→ **EXERCICES PROPOSÉS**
**A.** Indiquez si chacune des affirmations suivantes concorde avec l'homélie sur Monsieur Orgue, en répondant par oui ou par non et en citant les mots décisifs de l'homélie.
(i) Le prédicateur a surpris la conversation hier soir, dans l'église.
(ii) C'est l'une des plus grandes bougies qui a pris la parole la première.
(iii) Monsieur Orgue s'est offusqué de la question posée par la jeune bougie.
**B.** Poursuivez l'homélie sur Monsieur Orgue à partir de sa dernière phrase.

Monsieur Orgue

Homélie du dimanche 23 février 2014 de l'abbé Xavier

Lens, Saint Léger

Le 23.02.14

 

 

Monsieur Orgue

 

 

Hier soir dans l’église, j’ai surpris une conversation étrange. Quand je suis arrivé dans la sacristie, j’ai d’abord entendu l’orgue qui disait : (ORGUE, joyeux).

 

Je me suis demandé à qui il pouvait bien parler pour dire de telles choses. J’ai regardé discrètement et la seule présence que j’ai vue, c’étaient les quelques bougies allumées au fond de l’église. J’ai tendu l’oreille et j’ai fini par comprendre que l’orgue et les bougies, qui se croyaient seuls, étaient en train de se réconcilier. Sans doute aurais-je dû m’en aller, mais les paroles étaient tellement belles que je n’ai pas su m’éloigner. Puisse le Seigneur me pardonner.

 

Je vais essayer de vous restituer le dialogue que j’ai entendu hier.

 

Quand je suis arrivé Monsieur Orgue disait donc : (ORGUE, même morceau)

 

Avouez que c’est beau. Moi, j’en ai eu les larmes aux yeux. Les bougies aussi. J’en ai vu plusieurs qui ont laissé couler de la cire depuis le creux de leurs yeux lumineux. A ce moment-là, une des plus petites a pris la parole. Je voyais que c’était elle qui parlait puisque c’était la seule dont la flamme s’animait. Elle disait : « Comment pouvez-vous nous pardonner tout le mal que nous vous avons fait ? Nos sœurs, et nous-mêmes, depuis des années, nous vous avons malmené. Notre fumée a encrassé vos tuyaux et vous voilà malade, bien abîmé. Vous êtes constamment enrhumé. » Et une autre bougie, plus grande, toute jeune, presque une enfant, de façon un peu effrontée, a demandé : « C’est vrai, Monsieur Orgue, que vous risquez de mourir ? »

 

Monsieur Orgue ne s’est pas offusqué de la question posée par l’enfant lumière. Il lui a doucement répondu : (ORGUE, doux).

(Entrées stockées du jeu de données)
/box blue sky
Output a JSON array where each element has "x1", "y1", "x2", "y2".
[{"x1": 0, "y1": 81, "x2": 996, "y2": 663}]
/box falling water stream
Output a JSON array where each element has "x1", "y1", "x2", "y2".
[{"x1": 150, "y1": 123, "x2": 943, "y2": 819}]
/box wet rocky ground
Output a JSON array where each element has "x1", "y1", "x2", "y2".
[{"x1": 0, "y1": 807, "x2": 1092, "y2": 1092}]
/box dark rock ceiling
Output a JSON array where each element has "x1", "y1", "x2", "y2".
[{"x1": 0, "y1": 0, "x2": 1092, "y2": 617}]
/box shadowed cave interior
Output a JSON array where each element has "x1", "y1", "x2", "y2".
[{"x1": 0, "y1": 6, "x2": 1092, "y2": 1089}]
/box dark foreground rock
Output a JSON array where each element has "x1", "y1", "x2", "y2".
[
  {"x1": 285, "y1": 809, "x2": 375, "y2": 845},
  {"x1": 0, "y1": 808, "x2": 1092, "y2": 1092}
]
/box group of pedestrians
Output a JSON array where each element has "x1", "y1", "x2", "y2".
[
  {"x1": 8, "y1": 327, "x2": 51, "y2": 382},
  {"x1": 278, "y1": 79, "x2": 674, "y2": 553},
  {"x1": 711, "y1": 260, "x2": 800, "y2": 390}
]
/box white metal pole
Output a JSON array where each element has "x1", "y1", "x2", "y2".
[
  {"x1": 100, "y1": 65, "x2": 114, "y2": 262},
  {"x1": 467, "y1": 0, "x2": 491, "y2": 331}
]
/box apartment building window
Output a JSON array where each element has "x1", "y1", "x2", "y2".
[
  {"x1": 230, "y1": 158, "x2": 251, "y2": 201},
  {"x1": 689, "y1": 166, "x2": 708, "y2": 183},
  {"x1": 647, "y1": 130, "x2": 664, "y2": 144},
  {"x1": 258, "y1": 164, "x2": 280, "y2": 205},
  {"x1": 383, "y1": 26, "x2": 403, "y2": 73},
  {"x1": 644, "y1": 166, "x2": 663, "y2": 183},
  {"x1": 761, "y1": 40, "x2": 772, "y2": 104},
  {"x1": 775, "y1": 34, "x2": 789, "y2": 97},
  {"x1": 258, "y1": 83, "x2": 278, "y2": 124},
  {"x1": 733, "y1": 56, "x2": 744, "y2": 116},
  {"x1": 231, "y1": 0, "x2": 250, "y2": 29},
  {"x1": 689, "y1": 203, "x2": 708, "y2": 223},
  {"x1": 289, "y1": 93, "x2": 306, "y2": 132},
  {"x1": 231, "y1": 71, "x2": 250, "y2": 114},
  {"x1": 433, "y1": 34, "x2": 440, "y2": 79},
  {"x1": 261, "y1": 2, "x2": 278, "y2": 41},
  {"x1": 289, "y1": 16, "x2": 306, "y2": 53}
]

→ **CORRIGÉS**
**A.**
(i) Oui : « Hier soir dans l’église, j’ai surpris une conversation étrange. »
(ii) Non : « une des plus petites a pris la parole »
(iii) Non : « Monsieur Orgue ne s’est pas offusqué de la question posée par l’enfant lumière. »

**B.**
Là encore la cire a coulé. Voilà que le vieux meuble disait tout son amour. Que toujours il avait voulu servir. Servir en jouant. Que sa mission dans cette église était de faire plaisir aux gens. De leur offrir du beau. De les aider à chanter. Que son plus grand bonheur quand il était plus jeune, quand il avait plus de voix, quand il était plus juste, était de pouvoir répondre aux trompettes et aux flûtes. Souvent à la fin d’un concert les gens se levaient et applaudissaient. Ces applaudissements, et c’était sa joie, étaient pour le maître qui l’employait. Et puis c’est vrai, petit à petit, et notamment – il le disait sans reproche mais avec vérité – par la faute des bougies, mais pas que de leur faute, ses capacités se sont amoindries. Aujourd’hui, les artistes se contentent d’utiliser qu’une partie du clavier. Il disait aussi qu’il ne sert à rien d’en vouloir à quelqu’un en particulier… 

 

« Même pas à nous ? » avait demandé l’enfant bougie. Et Monsieur Orgue avait répondu (ORGUE, très doux).

 

« Vous auriez pu être en colère contre nous ? Nous en vouloir. Vous auriez pu vous venger et nous éteindre en utilisant votre grand souffle ». C’est alors que l’orgue a montré de quoi il était encore capable. Et là j’ai sursauté (ORGUE, pleins jeux).

 

Toutes les flammes des bougies s’étaient animées. Mais malgré le puissant courant d’air, aucune ne s’était éteinte. C’est à croire que Monsieur Orgue avait su justement les impressionner. Il disait sa force et sa majesté. Il aurait pu les vaincre, mais il les aimait.

 

« D’où vous vient cet amour ? » Avait alors demandé la bougie la plus petite, la plus âgée. Et l’orgue lui avait fait cette réponse. (ORGUE, solennel).

 

C’est à ce moment-là que je me suis décidé à vous raconter ce dont j’avais été témoin. Monsieur Orgue venait de dire qu’à force d’écouter l’Evangile le dimanche ou à l’occasion des cérémonies, il s’était converti. Lui aussi voulait aimer ses ennemis. Les aimer au point de ne pas les considérer comme ennemis. Aimer envers et contre tout. Aimer toujours.

 

Rassurez-vous, en vous racontant tout cela, je ne prends pas l’orgue en défaut. N’est-ce pas Monsieur Orgue (ORGUE très court).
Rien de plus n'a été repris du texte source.